──────── ARTICLE
WELLS FARGO

Wells Fargo Museum

Designing a museum from the story out

storytelling Strategy

Experience design

interactive experiences

production management

content curation

executive summary

Wells Fargo's museum experience had leaned on heritage and history; it told visitors the brand was old, not why it mattered now. We rebuilt the approach from the communication goals up — defining what the museum needed visitors to believe, developing an overarching narrative of Wells Fargo as a catalyst for progress, curating the stories that carried that narrative through a content filter, designing the experiences that brought those stories to life, and only then designing the museum around them. We also assembled and ran the team that built it — the fabricators, programmers, and graphics partners whose work turned the concept into an operating space. The museum opened as a flagship for the brand, with a public grand opening keyed to the city it was built for.
────────────────
──────── MATERIAL SHOWN
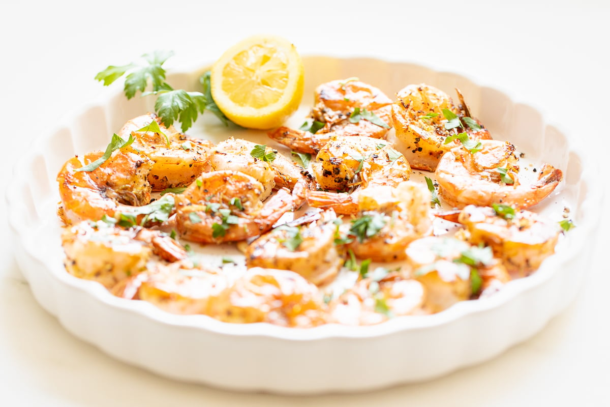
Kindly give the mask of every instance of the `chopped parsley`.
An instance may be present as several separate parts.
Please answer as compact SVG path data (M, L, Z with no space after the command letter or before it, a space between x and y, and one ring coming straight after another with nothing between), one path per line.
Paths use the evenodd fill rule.
M432 198L430 200L430 206L434 207L435 205L440 206L440 201L439 200L439 195L436 193L436 189L434 188L434 184L432 182L432 179L428 178L427 176L425 176L424 178L426 179L426 185L428 185L428 190L430 191L430 193L432 195Z
M271 151L270 153L265 153L267 150L266 144L257 144L254 146L254 148L252 149L250 151L250 155L254 158L257 158L259 160L262 160L267 162L273 162L273 160L275 159L277 151Z
M373 124L376 124L386 129L390 128L390 126L375 113L369 112L365 109L360 110L360 107L356 107L351 112L351 114L350 115L350 122L357 123L360 122L361 120L367 120Z
M362 243L367 239L377 234L384 226L386 220L381 214L374 212L371 215L364 215L351 221L350 234L356 236L358 242Z
M110 157L110 156L112 155L112 153L114 153L114 151L120 148L126 147L133 142L134 138L131 134L129 135L129 138L127 139L127 140L123 140L116 134L113 134L112 139L110 140L110 143L106 146L106 151L104 152L104 154L101 157L98 158L95 161L87 164L87 165L77 168L75 171L77 172L80 171L91 172L106 162L106 160Z

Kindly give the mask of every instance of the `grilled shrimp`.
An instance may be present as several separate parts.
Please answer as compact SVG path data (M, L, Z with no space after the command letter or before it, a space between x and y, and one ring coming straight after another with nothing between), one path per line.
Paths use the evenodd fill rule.
M153 254L169 261L187 257L184 248L161 232L124 229L101 221L83 221L65 228L62 245L69 273L98 281L107 289L145 271Z
M317 287L293 272L254 267L212 301L209 315L225 322L268 322L307 328L326 322Z
M95 170L79 170L102 154L95 151L81 158L73 157L59 171L59 212L65 223L97 221L104 215L115 217L150 201L151 188L147 177L152 162L148 157L120 148Z
M359 281L328 305L332 322L370 325L393 317L425 313L422 308L425 298L421 283L392 272Z
M229 284L220 269L183 260L151 264L145 272L115 286L112 292L123 298L146 301L172 314L207 314L210 300Z
M312 170L320 187L351 193L320 191L311 185L304 192L307 203L339 214L357 212L358 197L366 189L396 186L411 174L404 156L387 142L358 136L331 137L318 153Z
M156 122L160 132L148 129ZM157 129L156 126L153 128ZM131 146L152 161L148 182L153 191L162 191L188 185L203 172L206 157L213 146L211 142L188 138L173 126L166 128L154 113L135 117L127 121L118 135L124 140L134 138Z
M409 243L432 233L430 193L419 184L367 189L359 196L359 208L346 232L353 239L346 247L359 258L404 259Z
M381 139L391 127L392 100L356 78L322 84L314 97L310 116L323 127L314 132L281 127L269 137L296 151L315 154L333 135Z
M456 134L456 129L466 131L475 140L491 139L481 123L470 117L470 109L461 93L456 90L462 102L459 107L454 106L447 93L425 84L409 85L396 94L396 101L392 108L399 141L396 148L404 154L412 167L434 171L441 156L459 145L458 140L444 143L447 136ZM443 109L459 118L458 127L445 128L448 121ZM472 127L465 120L472 120Z
M529 211L495 207L500 213L492 207L468 205L437 216L465 225L466 240L490 246L511 275L527 275L554 253L561 228Z
M293 200L279 189L264 204L264 187L249 175L235 171L203 173L176 196L176 221L181 236L201 243L236 242L270 230Z
M528 208L548 196L562 179L560 170L545 164L537 180L520 184L515 146L508 142L492 140L481 143L479 151L471 153L456 147L439 162L434 173L439 192L450 205L462 208L496 203Z
M317 286L332 281L343 263L334 244L334 219L335 213L330 210L308 225L301 226L296 219L290 226L276 228L249 245L246 265L290 270Z
M263 184L265 198L276 186L292 189L303 176L301 168L277 151L271 162L255 158L251 153L256 145L256 143L233 137L220 142L212 149L205 170L225 170L247 174ZM267 153L271 151L271 148L266 149Z
M432 312L459 301L487 296L511 279L490 248L454 237L414 240L406 254L412 276L426 287L425 308Z

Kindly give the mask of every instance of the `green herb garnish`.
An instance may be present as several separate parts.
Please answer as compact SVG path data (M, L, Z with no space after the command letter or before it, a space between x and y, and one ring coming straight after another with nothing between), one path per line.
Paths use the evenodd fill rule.
M120 148L123 148L123 147L126 147L133 142L134 138L131 134L129 135L129 138L127 139L127 140L123 140L116 134L113 134L112 139L110 140L110 143L106 146L106 151L104 152L104 154L101 157L98 158L95 161L87 164L87 165L77 168L75 171L85 171L87 172L91 172L106 162L106 160L110 157L110 156L112 155L112 153L115 151Z
M271 151L270 153L265 154L266 149L266 144L257 144L254 146L254 148L252 149L252 151L250 151L250 155L254 158L257 158L259 160L262 160L263 161L273 162L273 160L275 159L277 151Z

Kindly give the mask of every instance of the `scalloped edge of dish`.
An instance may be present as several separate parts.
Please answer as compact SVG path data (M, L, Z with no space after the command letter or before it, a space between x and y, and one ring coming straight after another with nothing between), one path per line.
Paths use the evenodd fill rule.
M539 140L539 146L545 144L547 132L553 132L553 137L562 138L564 142L557 144L565 145L567 149L564 151L569 156L563 158L565 166L570 160L578 161L578 164L582 166L581 173L570 176L576 176L576 182L572 178L573 184L575 188L579 189L577 195L583 194L583 196L580 197L580 202L575 203L575 206L579 207L578 227L570 231L566 241L560 243L561 252L547 259L533 275L511 282L488 298L462 301L432 315L396 318L370 326L328 325L301 330L267 323L235 325L220 322L205 315L170 314L151 304L118 298L97 283L71 276L65 272L63 265L46 265L44 256L37 253L36 248L32 247L32 239L29 234L37 231L36 221L48 215L41 213L42 208L37 204L35 198L40 196L40 194L52 195L50 184L46 187L44 183L35 184L35 174L45 173L46 178L50 181L49 172L53 165L47 162L48 155L58 153L58 149L60 149L58 146L66 148L67 141L70 141L73 151L78 151L83 147L82 145L80 147L77 145L78 140L74 135L74 128L83 125L79 123L84 120L84 117L88 113L101 109L104 114L98 123L99 126L117 128L112 122L119 119L109 117L107 109L111 109L117 101L121 108L125 104L121 101L120 90L115 87L106 90L98 100L68 115L63 120L65 124L36 139L35 142L38 143L33 142L32 153L15 167L14 176L8 189L12 193L7 195L9 223L17 237L16 258L37 300L49 312L57 316L62 324L77 336L118 359L157 373L181 380L234 389L298 394L367 390L398 383L425 380L445 374L488 359L527 339L567 306L575 296L583 274L570 273L569 270L586 269L583 267L586 265L583 265L583 259L578 255L592 250L590 245L587 247L585 243L586 237L595 228L596 214L601 199L601 192L590 184L595 179L597 164L592 162L588 157L585 160L583 153L570 143L569 139L556 126L546 123L540 109L515 102L506 92L498 91L496 88L479 86L464 76L418 64L370 58L304 57L306 63L313 64L314 61L320 63L323 60L336 62L338 65L364 64L367 65L364 70L365 72L375 71L380 65L385 65L389 67L388 69L398 66L408 67L406 71L414 69L425 71L423 76L438 77L444 75L450 78L446 78L447 81L451 78L459 78L459 81L469 83L471 87L479 90L481 93L475 95L476 100L473 104L479 104L484 98L482 94L487 92L495 95L493 97L498 100L511 103L512 109L515 106L523 107L525 114L531 115L533 117L531 120L539 124L542 135ZM192 82L193 78L203 70L199 67L172 73L170 76ZM306 67L306 72L307 72ZM404 72L402 74L404 75ZM365 75L362 79L367 80ZM306 77L306 88L308 80L313 83L320 82L318 79ZM398 79L395 77L393 80ZM404 83L417 82L420 81ZM443 88L442 85L428 82ZM379 87L384 88L382 85ZM496 103L499 102L496 101ZM146 103L140 103L140 105ZM493 103L487 104L489 105L487 109L495 106ZM131 106L133 106L132 103ZM151 109L151 106L146 107ZM141 106L137 107L141 108ZM127 118L131 117L127 112L130 109L135 108L130 107L123 112L127 115ZM477 108L473 110L479 111ZM140 110L137 114L141 112ZM481 117L484 114L478 115ZM481 118L484 120L484 117ZM506 117L503 120L506 120ZM68 135L66 131L69 133ZM41 187L32 191L33 187ZM568 242L569 246L567 244ZM590 256L584 257L586 259ZM538 312L531 311L534 309ZM528 315L527 320L523 320L524 315ZM498 319L505 322L498 323ZM134 328L138 326L140 329ZM489 332L490 326L495 327L496 332ZM507 329L507 326L510 329ZM482 329L484 331L481 331ZM476 333L465 334L465 331ZM107 332L112 332L114 336L109 336ZM504 332L503 336L499 334L501 332ZM143 340L151 337L151 335L157 337L157 344L162 343L159 350L154 346L151 347L150 344L146 344L142 348L134 349L133 345L129 349L124 348L125 344L142 344ZM425 336L423 338L422 335ZM489 341L479 344L478 352L474 352L476 348L473 347L472 343L468 343L468 339L472 342L473 336L487 339L493 336L495 339L491 341L491 344ZM117 337L128 339L118 342ZM445 339L439 342L439 337ZM134 340L135 339L140 340ZM196 343L201 340L215 342L212 351L209 349L205 351L199 349ZM175 344L185 341L193 342L188 342L190 346L181 347L178 352L180 357L173 362L168 360ZM447 342L452 342L452 345L447 347ZM228 342L232 342L232 345L229 346ZM379 358L375 351L375 349L391 349L392 347L385 347L392 346L391 344L394 344L392 347L403 350L401 357L393 355L393 357ZM434 356L433 359L426 359L425 355L418 355L423 351L422 345L430 351L436 349L430 354ZM342 348L345 348L342 350ZM271 349L274 351L270 354ZM295 351L297 350L301 351L296 353ZM449 351L450 350L453 351ZM458 351L458 350L461 351ZM190 351L190 357L187 350ZM376 355L376 358L371 358L371 355ZM224 357L224 361L219 357L220 355ZM214 364L210 363L210 358L214 359ZM290 374L286 374L285 366L282 370L282 364L288 360L287 358L293 359L291 364L300 369L290 369ZM437 360L441 362L435 361ZM176 363L176 361L180 362ZM206 366L206 369L201 368L202 364ZM268 365L268 369L262 371L260 366L265 364ZM324 369L331 371L332 374L326 371L321 375L316 370L316 366L319 370L320 364L323 364L321 366ZM408 364L409 369L401 369L401 364ZM332 365L332 369L329 369L329 364ZM275 365L278 366L274 367ZM348 366L353 369L346 369ZM370 376L367 375L366 378L359 379L363 376L361 372L364 369L367 372L376 373L374 375L370 373ZM241 369L241 372L236 373L236 369ZM339 372L341 372L340 380L337 380Z

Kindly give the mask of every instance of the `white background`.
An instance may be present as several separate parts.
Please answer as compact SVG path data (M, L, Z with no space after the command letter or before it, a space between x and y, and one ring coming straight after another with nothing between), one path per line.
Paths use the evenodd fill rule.
M175 51L176 65L211 62L237 41L266 32L290 39L301 54L420 62L509 90L590 147L590 159L601 164L598 187L610 192L607 1L6 2L0 22L5 184L32 140L101 91L93 76L109 64L156 49ZM35 301L13 258L4 217L0 222L2 405L610 405L605 213L590 237L590 266L574 270L587 273L576 300L531 339L428 383L300 398L172 381L75 339Z

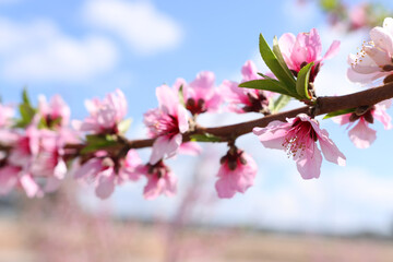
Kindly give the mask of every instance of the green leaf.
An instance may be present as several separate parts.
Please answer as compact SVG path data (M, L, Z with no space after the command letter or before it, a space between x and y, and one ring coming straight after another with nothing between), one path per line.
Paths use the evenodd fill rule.
M86 135L86 146L83 147L81 154L87 154L99 150L105 150L115 145L117 145L116 135L88 134Z
M298 73L298 78L296 80L296 92L301 98L311 99L308 92L308 86L312 66L313 62L308 63L307 66L302 67Z
M132 119L131 119L131 118L124 119L124 120L122 120L121 122L119 122L119 124L118 124L118 130L119 130L119 132L120 132L121 134L124 134L124 133L129 130L131 123L132 123Z
M276 55L272 51L262 34L260 34L259 47L263 61L266 63L273 74L284 84L288 91L295 91L296 81L294 75L290 73L290 71L288 73L282 67Z
M204 133L204 134L191 134L191 141L195 142L222 142L223 140L214 134Z
M183 107L186 107L184 95L183 95L183 93L182 93L182 88L183 88L183 86L180 85L179 93L178 93L178 95L179 95L179 103L180 103Z
M289 75L290 79L295 80L293 72L290 72L288 66L286 64L286 62L284 60L283 53L281 52L279 46L278 46L278 39L276 36L274 36L274 38L273 38L273 52L276 56L279 66L284 69L285 73L287 75Z
M16 123L14 126L15 128L27 127L32 122L34 115L37 111L29 102L26 88L23 90L22 102L23 103L19 105L21 118L16 120Z
M356 110L356 108L348 108L348 109L343 109L343 110L338 110L338 111L333 111L333 112L330 112L326 116L324 116L323 119L327 119L327 118L337 117L337 116L341 116L341 115L354 112L355 110Z
M289 93L289 91L278 81L272 80L272 79L265 79L265 80L251 80L248 82L243 82L239 84L239 87L247 87L247 88L253 88L253 90L265 90L271 91L275 93L279 93L283 95L289 95L298 98L298 95L295 93Z
M279 111L282 108L284 108L288 103L290 102L290 96L287 95L281 95L277 99L274 100L274 103L271 103L270 110L272 114Z

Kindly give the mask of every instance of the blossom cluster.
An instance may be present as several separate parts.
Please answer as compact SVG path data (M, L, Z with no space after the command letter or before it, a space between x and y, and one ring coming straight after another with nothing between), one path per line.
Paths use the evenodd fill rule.
M368 85L381 79L390 83L393 20L386 19L383 27L371 29L370 36L371 41L365 43L361 51L349 56L348 79ZM263 41L262 37L262 45ZM81 183L93 184L100 199L109 198L118 186L140 179L146 180L145 199L160 194L171 196L177 192L177 177L166 159L178 154L200 154L202 147L198 142L228 144L226 154L217 159L218 196L245 193L254 183L255 160L236 145L236 135L201 131L198 117L223 111L269 116L290 97L314 105L318 86L313 82L324 60L334 57L338 48L340 41L335 40L322 56L315 28L297 36L288 33L276 40L273 50L261 48L262 58L272 72L258 73L255 64L247 61L241 68L240 82L224 80L216 84L213 72L202 71L191 82L178 79L172 86L158 86L158 106L147 110L143 120L150 139L145 141L152 141L152 153L146 160L136 151L142 146L126 139L130 120L127 119L127 98L120 90L104 99L86 100L88 116L72 121L71 110L59 95L49 102L40 96L34 108L25 93L16 120L14 107L0 105L0 194L21 188L29 198L43 196L55 191L70 174ZM352 142L366 148L377 138L369 127L373 119L381 121L385 129L392 128L386 114L389 107L390 102L361 105L344 114L333 112L333 120L348 124ZM283 150L293 157L303 179L319 178L322 155L340 166L346 164L346 157L314 117L299 114L286 121L253 127L252 132L263 146Z

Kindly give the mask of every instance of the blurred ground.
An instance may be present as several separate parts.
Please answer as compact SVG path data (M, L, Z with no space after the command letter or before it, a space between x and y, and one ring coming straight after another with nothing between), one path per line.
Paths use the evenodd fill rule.
M393 261L386 239L182 229L170 225L0 221L0 262Z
────────────────
> [REQUIRED TASK]
Continue the case study on designing the Wells Fargo Museum, starting after its final sentence.

> [FINAL RESULT]
A history problem that was really a story problem

he old museum was reverent and handsome, and it left visitors with a single impression: Wells Fargo had been around a long time. What it never answered was why that history should matter to the person standing in the room. For Portland, the brand wanted a different result — a museum that felt local, relevant, and alive. That reframing turned a design assignment into a storytelling one.

Starting with what the brand needed to say

We began with the communication goals. Before any exhibit existed, we defined what visitors should walk out believing — that Wells Fargo is woven into the communities it serves, that its history includes socially progressive innovation, and that it continues to shape both banking and the places people live. From those goals came the narrative: Wells Fargo as a catalyst for progress, told across yesterday, today, and tomorrow. That idea reframed even the museum's icon — the stagecoach became a story of innovation that moved money and built the West, not a relic of transportation.

The stagecoach is a story of innovation rather than one of transportation.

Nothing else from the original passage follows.